::: Source data
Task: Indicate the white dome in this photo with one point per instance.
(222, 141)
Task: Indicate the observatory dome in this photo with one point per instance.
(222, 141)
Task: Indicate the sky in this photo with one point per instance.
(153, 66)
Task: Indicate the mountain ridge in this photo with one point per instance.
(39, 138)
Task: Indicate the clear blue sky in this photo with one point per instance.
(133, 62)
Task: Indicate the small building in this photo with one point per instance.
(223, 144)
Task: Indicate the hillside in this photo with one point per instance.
::::::
[Exercise brief] Here you need to write out the listing above exactly, from its first line to its last.

[Exercise output]
Task: Indicate the white dome in this photo with one point per instance.
(222, 141)
Task: Indicate the observatory dome in this photo with one point per instance.
(222, 141)
Task: Indicate the sky in this photo with one point per instance.
(153, 66)
Task: Indicate the mountain ridge in this photo with one point per instance.
(39, 138)
Task: Indicate the clear blue sky in this photo with one point per instance.
(133, 62)
Task: Indicate the small building in this photo with one point per instance.
(223, 144)
Task: Indicate the hillside in this photo with one point per instance.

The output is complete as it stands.